Stored data:
════════════════════

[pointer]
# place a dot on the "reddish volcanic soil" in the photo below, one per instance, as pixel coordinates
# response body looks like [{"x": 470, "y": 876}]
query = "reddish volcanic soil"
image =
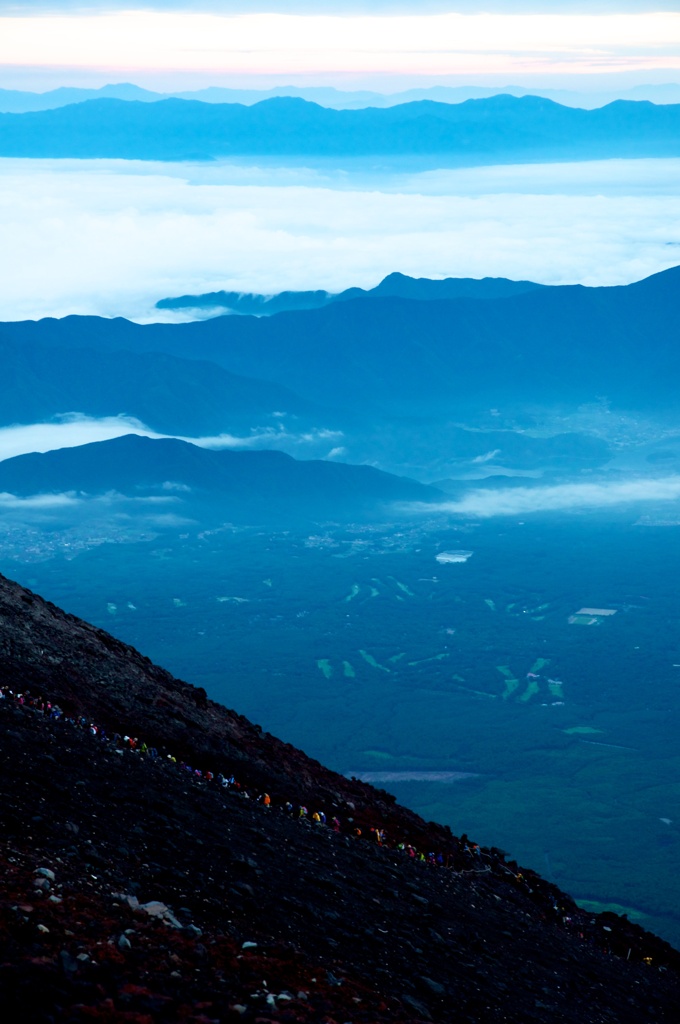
[{"x": 136, "y": 892}]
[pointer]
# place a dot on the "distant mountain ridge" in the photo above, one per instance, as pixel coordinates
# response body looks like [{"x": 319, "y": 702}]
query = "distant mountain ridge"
[
  {"x": 475, "y": 132},
  {"x": 394, "y": 285},
  {"x": 255, "y": 485},
  {"x": 17, "y": 101},
  {"x": 400, "y": 354}
]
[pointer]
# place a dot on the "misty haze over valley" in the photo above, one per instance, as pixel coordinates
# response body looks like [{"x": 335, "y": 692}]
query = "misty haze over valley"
[{"x": 353, "y": 402}]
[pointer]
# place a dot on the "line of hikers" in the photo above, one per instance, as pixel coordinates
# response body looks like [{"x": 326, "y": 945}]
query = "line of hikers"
[{"x": 465, "y": 856}]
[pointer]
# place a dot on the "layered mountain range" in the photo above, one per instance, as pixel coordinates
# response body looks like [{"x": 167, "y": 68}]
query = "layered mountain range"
[
  {"x": 416, "y": 377},
  {"x": 136, "y": 887},
  {"x": 499, "y": 129},
  {"x": 244, "y": 486},
  {"x": 22, "y": 101}
]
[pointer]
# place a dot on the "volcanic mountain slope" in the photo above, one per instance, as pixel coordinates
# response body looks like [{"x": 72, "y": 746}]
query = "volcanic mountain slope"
[{"x": 134, "y": 890}]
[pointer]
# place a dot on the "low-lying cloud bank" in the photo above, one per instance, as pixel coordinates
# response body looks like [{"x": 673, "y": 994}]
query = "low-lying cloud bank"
[
  {"x": 192, "y": 228},
  {"x": 73, "y": 429},
  {"x": 561, "y": 498}
]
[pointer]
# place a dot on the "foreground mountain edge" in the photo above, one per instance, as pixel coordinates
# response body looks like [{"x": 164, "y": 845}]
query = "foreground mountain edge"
[{"x": 138, "y": 887}]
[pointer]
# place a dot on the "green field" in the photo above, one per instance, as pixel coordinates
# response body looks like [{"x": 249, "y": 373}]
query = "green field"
[{"x": 577, "y": 769}]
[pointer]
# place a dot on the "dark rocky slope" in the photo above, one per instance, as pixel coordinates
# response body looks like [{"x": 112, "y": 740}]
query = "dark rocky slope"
[{"x": 344, "y": 930}]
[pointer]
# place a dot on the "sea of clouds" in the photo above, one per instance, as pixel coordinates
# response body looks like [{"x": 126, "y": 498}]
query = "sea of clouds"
[{"x": 112, "y": 238}]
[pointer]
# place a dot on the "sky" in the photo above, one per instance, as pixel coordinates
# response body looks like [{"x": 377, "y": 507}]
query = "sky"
[{"x": 176, "y": 44}]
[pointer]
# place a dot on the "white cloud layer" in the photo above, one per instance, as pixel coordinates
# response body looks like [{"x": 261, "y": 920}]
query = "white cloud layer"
[
  {"x": 565, "y": 497},
  {"x": 111, "y": 238},
  {"x": 436, "y": 44}
]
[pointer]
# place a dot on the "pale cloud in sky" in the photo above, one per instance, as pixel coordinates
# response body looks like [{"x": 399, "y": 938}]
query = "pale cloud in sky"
[
  {"x": 297, "y": 44},
  {"x": 112, "y": 239},
  {"x": 561, "y": 498}
]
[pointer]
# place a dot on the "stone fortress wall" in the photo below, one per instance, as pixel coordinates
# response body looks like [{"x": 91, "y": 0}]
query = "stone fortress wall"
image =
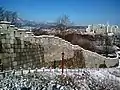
[
  {"x": 15, "y": 51},
  {"x": 23, "y": 49},
  {"x": 57, "y": 45}
]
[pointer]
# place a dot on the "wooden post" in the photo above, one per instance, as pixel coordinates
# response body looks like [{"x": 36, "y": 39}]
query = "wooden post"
[{"x": 62, "y": 63}]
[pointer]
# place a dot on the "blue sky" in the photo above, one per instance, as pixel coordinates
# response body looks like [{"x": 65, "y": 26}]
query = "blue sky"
[{"x": 81, "y": 12}]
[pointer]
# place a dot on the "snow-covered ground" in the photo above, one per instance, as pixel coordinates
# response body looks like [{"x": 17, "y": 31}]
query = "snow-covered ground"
[{"x": 53, "y": 79}]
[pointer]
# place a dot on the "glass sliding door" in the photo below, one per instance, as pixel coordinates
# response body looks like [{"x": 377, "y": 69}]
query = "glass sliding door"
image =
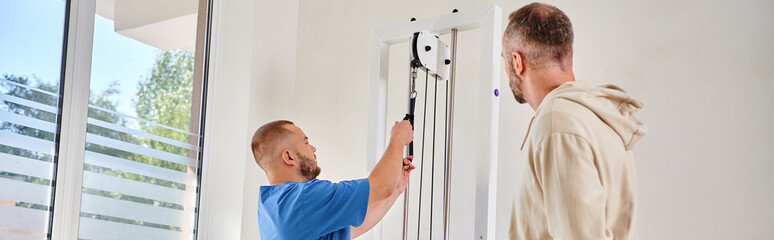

════════════════════

What you will do:
Once the pictures are set aside, repeat the data above exactly.

Response:
[pointer]
# place a dot on the "reddish volcanic soil" in the photo below, one per instance, as pixel coordinates
# response body looks like [{"x": 470, "y": 876}]
query = "reddish volcanic soil"
image =
[{"x": 136, "y": 892}]
[pointer]
# place a dot on the "distant mountain ridge" in the photo above, one per instance, as pixel coordinates
# response body looks like [{"x": 319, "y": 702}]
query = "distant mountain ridge"
[
  {"x": 475, "y": 132},
  {"x": 394, "y": 285},
  {"x": 255, "y": 485},
  {"x": 17, "y": 101},
  {"x": 400, "y": 354}
]
[pointer]
# place a dot on the "misty haze over valley" in the photo above, one per instance, as pixel coordinates
# response body looks like [{"x": 335, "y": 692}]
query = "misty haze over valley"
[{"x": 353, "y": 402}]
[pointer]
# place a dot on the "line of hikers" in the photo above, one per instance, as pixel coordinates
# response body looks like [{"x": 326, "y": 945}]
query = "line of hikers"
[{"x": 465, "y": 856}]
[pointer]
# place a dot on the "layered mountain range" in the photo above, one per instance, as pixel coordinates
# response body looks like [{"x": 167, "y": 68}]
query = "layered mountain range"
[
  {"x": 416, "y": 377},
  {"x": 136, "y": 887},
  {"x": 499, "y": 129},
  {"x": 244, "y": 486},
  {"x": 22, "y": 101}
]
[pointer]
# place a dot on the "volcanic mountain slope" in the photo above, one per instance, as pixel coordinates
# response body looks like [{"x": 72, "y": 746}]
query = "volcanic mountain slope"
[{"x": 134, "y": 890}]
[pointer]
# place a dot on the "low-lying cloud bank" in the photo above, one per instance, as pixel coordinates
# response body looks like [{"x": 673, "y": 994}]
query = "low-lying cloud bank"
[
  {"x": 192, "y": 228},
  {"x": 73, "y": 429},
  {"x": 561, "y": 498}
]
[pointer]
# place a dot on the "foreground mountain edge" in the photo above, one per instance, as pixel coordinates
# response body looks like [{"x": 164, "y": 845}]
query = "foreground mountain edge"
[{"x": 138, "y": 887}]
[pointer]
# place a dot on the "green field" in the photo above, one per instance, as pixel coordinates
# response body looks like [{"x": 249, "y": 373}]
query = "green field"
[{"x": 577, "y": 769}]
[pointer]
# place a dot on the "dark rocky slope" in the photo above, one per instance, as pixel coordinates
# response body looks like [{"x": 112, "y": 740}]
query = "dark rocky slope"
[{"x": 344, "y": 930}]
[pointer]
# place a dot on the "sea of clouds" in the photo above, one per instance, as pixel coordinates
# response body looks like [{"x": 126, "y": 498}]
query = "sea of clouds"
[{"x": 112, "y": 238}]
[pointer]
# place a dot on the "sky" in the photo above, one per instance, as pixel coordinates
# response body looks like [{"x": 377, "y": 507}]
query = "sky"
[{"x": 176, "y": 44}]
[pointer]
# place a dot on the "white cloud layer" in the photo above, one per instance, as pixel coordinates
# response body looks like [{"x": 261, "y": 920}]
query = "white cloud layer"
[
  {"x": 565, "y": 497},
  {"x": 111, "y": 238},
  {"x": 436, "y": 44}
]
[pointer]
# place a dot on the "pale cloud in sky" in the photo above, one per instance, as pixel coordinates
# response body looks like [{"x": 399, "y": 938}]
query = "pale cloud in sky"
[
  {"x": 297, "y": 44},
  {"x": 112, "y": 239},
  {"x": 561, "y": 498}
]
[pointer]
# place a dot on the "stone fortress wall" in the photo below, one per instance, as pixel coordinates
# response body looks like [{"x": 91, "y": 0}]
query = "stone fortress wall"
image =
[
  {"x": 15, "y": 51},
  {"x": 23, "y": 49},
  {"x": 57, "y": 45}
]
[pointer]
# place a dot on the "wooden post" in the photo above, one per instance, as pixel coordinates
# response body looks like [{"x": 36, "y": 39}]
query = "wooden post"
[{"x": 62, "y": 63}]
[pointer]
# place a dot on the "blue sky" in the photo above, one per instance, as pixel coordinates
# response body looks like [{"x": 65, "y": 26}]
query = "blue sky"
[{"x": 81, "y": 12}]
[pointer]
# place a dot on the "snow-covered ground" in the photo above, one per instance, as pixel coordinates
# response body looks like [{"x": 17, "y": 31}]
query = "snow-covered ground"
[{"x": 53, "y": 79}]
[pointer]
# place a dot on the "glass sliding door" in the photo below, one per instance, as pixel coordinates
# response body looks like [{"x": 377, "y": 69}]
query = "glass sliding door"
image =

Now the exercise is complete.